Given passage:
BEGIN

Recombinant technology was used to express and purify methioninase-annexin V and cytosine deaminase-annexin V fusion proteins. In vitro testing of binding and cytotoxicity were completed. Studies of both fusion proteins binding to human endothelial cells and two breast cancer cell lines were done to obtain dissociation constants in the range of 0.6-6 nM, indicating relatively strong binding. Cytotoxicity studies revealed that methioninase-annexin V with selenomethionine can kill those same cell lines in only 3 days; cytosine deaminase-annexin V accomplished the same goal in 9 days using 5-fluorocytosine.
The remaining enzyme prodrug work involved testing the methioninase-annexin V system in vivo. Pharmacokinetic testing revealed complete clearance of methioninase-annexin V from the bloodstream to occur within 8 hours following intraperitoneal injection. Selenomethionine levels up to 12 mg/kg were shown to cause no apparent toxicity, while higher levels were lethal. Tests were done with a maximum of 10 mg/kg. The enzyme prodrug system demonstrated a significant slowing of tumor growth compared to untreated mice or mice treated only with the prodrug or fusion protein. Using a fluorescent dye, it was shown that the blood flow through the treated tumor was significantly reduced. The results obtained in vivo with this enzyme prodrug treatment are promising.

END

[Data extracted from a collection]
BEGIN

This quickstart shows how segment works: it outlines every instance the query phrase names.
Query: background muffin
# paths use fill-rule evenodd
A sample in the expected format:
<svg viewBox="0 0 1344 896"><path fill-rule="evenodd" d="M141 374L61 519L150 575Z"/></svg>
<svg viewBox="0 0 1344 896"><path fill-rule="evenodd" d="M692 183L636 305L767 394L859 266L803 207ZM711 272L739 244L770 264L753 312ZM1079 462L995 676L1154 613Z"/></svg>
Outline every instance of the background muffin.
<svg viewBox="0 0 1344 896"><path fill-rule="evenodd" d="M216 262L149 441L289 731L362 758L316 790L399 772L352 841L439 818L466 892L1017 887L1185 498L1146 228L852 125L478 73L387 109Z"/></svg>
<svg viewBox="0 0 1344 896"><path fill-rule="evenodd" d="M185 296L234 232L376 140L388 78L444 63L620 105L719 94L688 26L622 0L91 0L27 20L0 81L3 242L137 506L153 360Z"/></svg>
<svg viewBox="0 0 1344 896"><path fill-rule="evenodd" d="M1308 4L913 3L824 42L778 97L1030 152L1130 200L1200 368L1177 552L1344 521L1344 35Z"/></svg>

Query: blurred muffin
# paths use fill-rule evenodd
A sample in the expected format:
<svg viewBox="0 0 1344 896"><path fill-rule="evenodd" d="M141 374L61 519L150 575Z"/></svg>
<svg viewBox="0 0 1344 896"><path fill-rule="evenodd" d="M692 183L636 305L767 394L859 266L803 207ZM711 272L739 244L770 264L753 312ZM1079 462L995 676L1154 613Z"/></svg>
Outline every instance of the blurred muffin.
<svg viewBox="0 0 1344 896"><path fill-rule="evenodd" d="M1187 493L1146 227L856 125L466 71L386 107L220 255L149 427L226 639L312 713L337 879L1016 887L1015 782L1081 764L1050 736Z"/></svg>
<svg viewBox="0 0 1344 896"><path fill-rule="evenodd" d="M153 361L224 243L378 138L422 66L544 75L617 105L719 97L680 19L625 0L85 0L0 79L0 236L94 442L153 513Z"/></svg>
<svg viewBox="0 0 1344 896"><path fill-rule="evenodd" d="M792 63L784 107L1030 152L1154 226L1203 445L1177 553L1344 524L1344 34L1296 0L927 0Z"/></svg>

END

Apply what you read:
a - According to the passage on annexin V fusion proteins, how soon after intraperitoneal injection was methioninase-annexin V completely cleared from the bloodstream?
b - Continue the passage on annexin V fusion proteins from its last sentence.

Solved tasks:
a - Within 8 hours.

b -
F3-targeted single-walled carbon nanotubes were tested for their ability to bind to and become internalized by endothelial cells and breast cancer cells. Following incubation with SWNT-F3, cells were irradiated with a near-infrared laser 980 nm. The irradiation increased the cell death as determined by a cell viability assay. The photothermal therapy produced promising results in vitro, and tests with mice are recommended.